DOCUMENT EXCERPT:
'''
Skip to content

Is it safe to pass negative lengths to functions? #67

New issue

Have a question about this project? Sign up for a free GitHub account to open an issue and contact its maintainers and the community.

By clicking “Sign up for GitHub”, you agree to our terms of service and privacy statement. We’ll occasionally send you account related emails.

Already on GitHub? Sign in to your account

Closed
newpavlov opened this issue Oct 18, 2022 · 3 comments
Closed

Is it safe to pass negative lengths to functions? #67

newpavlov opened this issue Oct 18, 2022 · 3 comments

Comments

@newpavlov
Copy link
Contributor

random_get has the following signature:

pub fn random_get(arg0: i32, arg1: i32) -> i32;

Meanwhile in the witx files it's defined as:

(typename $size u32)

  (@interface func (export "random_get")
    ;;; The buffer to fill with random data.
    (param $buf (@witx pointer u8))
    (param $buf_len $size)
    (result $error (expected (error $errno)))
  )
'''
DIRECTION: Update the passage of the issue that opens with "Meanwhile in the" and closes with "(param $buf_len $size)", replacing "random data" with "random bytes".

SOURCE MATERIAL:
'''
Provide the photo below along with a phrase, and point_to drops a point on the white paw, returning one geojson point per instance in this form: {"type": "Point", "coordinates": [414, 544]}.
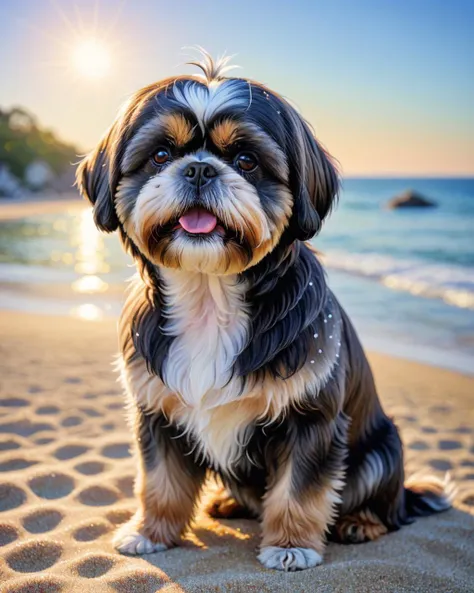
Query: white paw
{"type": "Point", "coordinates": [289, 558]}
{"type": "Point", "coordinates": [134, 543]}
'''
OUTPUT FOR THIS EXERCISE:
Meanwhile in the witx files it's defined as:

(typename $size u32)

  (@interface func (export "random_get")
    ;;; The buffer to fill with random bytes.
    (param $buf (@witx pointer u8))
    (param $buf_len $size)